(Collected data entries)
● ● ● ● ● ● ●

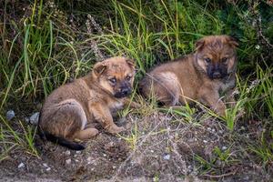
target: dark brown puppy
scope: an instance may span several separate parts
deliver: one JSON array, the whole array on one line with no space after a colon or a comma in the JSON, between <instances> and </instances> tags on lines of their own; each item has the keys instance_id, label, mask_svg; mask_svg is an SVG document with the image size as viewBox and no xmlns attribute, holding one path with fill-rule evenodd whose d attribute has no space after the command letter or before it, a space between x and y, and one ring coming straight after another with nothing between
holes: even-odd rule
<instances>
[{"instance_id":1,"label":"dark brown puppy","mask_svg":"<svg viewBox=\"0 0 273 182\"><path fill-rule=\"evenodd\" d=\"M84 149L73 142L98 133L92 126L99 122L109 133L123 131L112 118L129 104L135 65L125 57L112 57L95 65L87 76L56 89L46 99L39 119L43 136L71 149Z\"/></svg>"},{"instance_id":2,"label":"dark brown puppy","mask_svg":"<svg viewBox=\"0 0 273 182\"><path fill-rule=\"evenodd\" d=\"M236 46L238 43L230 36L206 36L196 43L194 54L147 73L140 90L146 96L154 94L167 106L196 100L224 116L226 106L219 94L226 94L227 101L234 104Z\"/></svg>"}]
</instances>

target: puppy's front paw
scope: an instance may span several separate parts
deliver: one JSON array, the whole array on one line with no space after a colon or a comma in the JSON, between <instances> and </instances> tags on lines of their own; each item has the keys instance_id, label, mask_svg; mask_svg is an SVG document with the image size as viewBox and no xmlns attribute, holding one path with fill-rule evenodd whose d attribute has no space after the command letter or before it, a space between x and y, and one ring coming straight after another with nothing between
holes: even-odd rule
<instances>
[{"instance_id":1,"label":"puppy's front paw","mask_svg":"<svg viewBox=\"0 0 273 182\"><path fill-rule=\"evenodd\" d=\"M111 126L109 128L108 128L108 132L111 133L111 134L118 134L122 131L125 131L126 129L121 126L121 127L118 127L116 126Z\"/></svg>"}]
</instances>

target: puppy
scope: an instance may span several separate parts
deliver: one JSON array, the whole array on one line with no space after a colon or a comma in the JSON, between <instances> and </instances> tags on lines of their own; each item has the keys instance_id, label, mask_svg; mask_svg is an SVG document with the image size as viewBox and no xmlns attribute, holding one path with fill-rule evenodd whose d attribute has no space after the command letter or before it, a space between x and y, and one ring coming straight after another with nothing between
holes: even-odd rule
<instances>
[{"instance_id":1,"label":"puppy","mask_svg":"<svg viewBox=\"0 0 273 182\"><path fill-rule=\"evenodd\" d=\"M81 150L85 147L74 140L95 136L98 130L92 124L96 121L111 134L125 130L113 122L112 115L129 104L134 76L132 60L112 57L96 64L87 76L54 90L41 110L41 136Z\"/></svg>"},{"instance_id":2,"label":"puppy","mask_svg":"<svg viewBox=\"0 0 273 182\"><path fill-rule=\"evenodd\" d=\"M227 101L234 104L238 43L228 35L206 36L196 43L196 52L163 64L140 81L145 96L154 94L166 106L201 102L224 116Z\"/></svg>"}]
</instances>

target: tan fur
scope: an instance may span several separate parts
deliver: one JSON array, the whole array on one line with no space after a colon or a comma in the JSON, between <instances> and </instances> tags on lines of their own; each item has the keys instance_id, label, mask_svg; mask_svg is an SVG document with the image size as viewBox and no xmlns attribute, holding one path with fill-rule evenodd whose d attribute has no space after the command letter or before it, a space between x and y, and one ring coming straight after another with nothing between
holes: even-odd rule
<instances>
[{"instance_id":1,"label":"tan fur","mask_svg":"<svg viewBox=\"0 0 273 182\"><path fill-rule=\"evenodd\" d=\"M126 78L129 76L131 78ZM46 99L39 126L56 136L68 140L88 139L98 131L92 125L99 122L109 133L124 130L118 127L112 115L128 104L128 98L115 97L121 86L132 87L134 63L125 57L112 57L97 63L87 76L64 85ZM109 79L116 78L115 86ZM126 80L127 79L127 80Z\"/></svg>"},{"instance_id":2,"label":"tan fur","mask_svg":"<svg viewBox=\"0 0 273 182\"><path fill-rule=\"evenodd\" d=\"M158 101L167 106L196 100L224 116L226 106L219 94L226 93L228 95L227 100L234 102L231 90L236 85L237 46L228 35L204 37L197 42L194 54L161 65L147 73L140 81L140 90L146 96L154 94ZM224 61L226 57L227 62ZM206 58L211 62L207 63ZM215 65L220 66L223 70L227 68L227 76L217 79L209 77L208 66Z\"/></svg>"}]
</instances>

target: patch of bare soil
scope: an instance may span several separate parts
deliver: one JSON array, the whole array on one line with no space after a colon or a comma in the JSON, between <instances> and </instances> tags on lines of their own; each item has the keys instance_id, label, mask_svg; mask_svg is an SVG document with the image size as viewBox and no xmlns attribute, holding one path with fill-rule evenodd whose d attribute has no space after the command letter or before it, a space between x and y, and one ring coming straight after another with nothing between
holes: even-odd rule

● ● ● ● ● ● ●

WHAT IS EXPECTED - Can you print every line of the data above again, unchanged, but without the pictures?

EXERCISE SOLUTION -
target: dark brown puppy
scope: an instance may span several separate parts
deliver: one JSON array, the whole array on one line with no space after a colon or a comma in the JSON, between <instances> and </instances> tags on lines of their own; each item has the keys instance_id, label, mask_svg; mask_svg is an SVG document with the image size as viewBox and no xmlns attribute, holding one path with fill-rule evenodd whose d attribute has no space after the command letter or before it, a space between x and y, and one ring coming straight after another with nothing between
holes: even-odd rule
<instances>
[{"instance_id":1,"label":"dark brown puppy","mask_svg":"<svg viewBox=\"0 0 273 182\"><path fill-rule=\"evenodd\" d=\"M84 149L73 142L98 133L92 126L99 122L109 133L123 131L112 118L129 104L135 65L125 57L112 57L95 65L87 76L56 89L46 99L39 119L43 136L71 149Z\"/></svg>"},{"instance_id":2,"label":"dark brown puppy","mask_svg":"<svg viewBox=\"0 0 273 182\"><path fill-rule=\"evenodd\" d=\"M236 46L238 43L230 36L206 36L196 43L194 54L147 73L140 90L146 96L154 94L167 106L196 100L224 116L226 106L219 94L226 94L227 101L234 104Z\"/></svg>"}]
</instances>

target: puppy's front paw
scope: an instance may span several separate parts
deliver: one JSON array, the whole array on one line with no space after a colon or a comma in the JSON, between <instances> and </instances> tags on lines of their own; each item has the keys instance_id, label, mask_svg; mask_svg is an SVG document with the image size as viewBox and no xmlns attribute, holding one path with fill-rule evenodd whose d attribute has no space after the command letter or before it, a space between x and y, and one ring coming straight after another with nothing between
holes: even-odd rule
<instances>
[{"instance_id":1,"label":"puppy's front paw","mask_svg":"<svg viewBox=\"0 0 273 182\"><path fill-rule=\"evenodd\" d=\"M111 126L109 128L108 128L108 132L111 133L111 134L118 134L122 131L125 131L126 129L121 126L121 127L118 127L116 126Z\"/></svg>"}]
</instances>

target: puppy
scope: an instance may span several separate parts
deliver: one JSON array, the whole array on one line with no space after a colon or a comma in the JSON, between <instances> and </instances> tags on lines of their own; each item has the keys instance_id, label, mask_svg; mask_svg is an SVG document with the image size as viewBox and no xmlns attribute, holding one path with fill-rule evenodd whose d attribute has no space after the command letter or before it, a space between x and y, and one ring coming straight after another with nothing between
holes: even-odd rule
<instances>
[{"instance_id":1,"label":"puppy","mask_svg":"<svg viewBox=\"0 0 273 182\"><path fill-rule=\"evenodd\" d=\"M81 150L85 147L74 140L95 136L98 130L92 124L96 121L111 134L125 130L113 122L112 115L129 104L134 76L132 60L112 57L96 64L87 76L54 90L41 110L41 136Z\"/></svg>"},{"instance_id":2,"label":"puppy","mask_svg":"<svg viewBox=\"0 0 273 182\"><path fill-rule=\"evenodd\" d=\"M227 101L234 104L238 43L228 35L206 36L196 43L196 52L163 64L140 81L145 96L154 94L166 106L201 102L224 116Z\"/></svg>"}]
</instances>

target: tan fur
scope: an instance may span several separate parts
deliver: one JSON array, the whole array on one line with no space after a colon or a comma in the JSON, between <instances> and </instances> tags on lines of their own; each item has the keys instance_id, label, mask_svg; mask_svg is an SVG document with the image size as viewBox and no xmlns attribute, holding one path with fill-rule evenodd whose d attribute has no space after the command letter or before it, a space between x and y, and one ring coming straight after another with nothing between
holes: even-odd rule
<instances>
[{"instance_id":1,"label":"tan fur","mask_svg":"<svg viewBox=\"0 0 273 182\"><path fill-rule=\"evenodd\" d=\"M126 78L129 76L131 78ZM46 99L39 126L56 136L68 140L88 139L98 131L92 125L99 122L109 133L124 130L118 127L112 115L128 104L128 98L115 97L121 86L132 87L134 63L125 57L112 57L97 63L87 76L64 85ZM109 79L116 78L115 86ZM126 80L127 79L127 80Z\"/></svg>"},{"instance_id":2,"label":"tan fur","mask_svg":"<svg viewBox=\"0 0 273 182\"><path fill-rule=\"evenodd\" d=\"M158 101L167 106L196 100L224 116L226 106L219 94L226 93L228 95L227 100L234 102L231 90L236 85L237 46L228 35L204 37L197 42L194 54L161 65L147 73L140 81L140 90L146 96L154 94ZM224 61L226 57L227 62ZM206 58L211 62L207 63ZM215 65L220 66L223 70L227 68L227 76L217 79L209 77L208 66Z\"/></svg>"}]
</instances>

target: patch of bare soil
scope: an instance may span several separate parts
deliver: one JSON array, the whole array on one line with no space after a colon or a comma in the JSON, between <instances> and </instances> tags on lines of their own; each item has the keys instance_id, label, mask_svg; mask_svg is an SVG document with the image size as viewBox and no xmlns attribute, holding one path with fill-rule evenodd whose d attribute has no space after the command letter or before it, a space between x and y, and one ring coming straight after another with nothing between
holes: even-odd rule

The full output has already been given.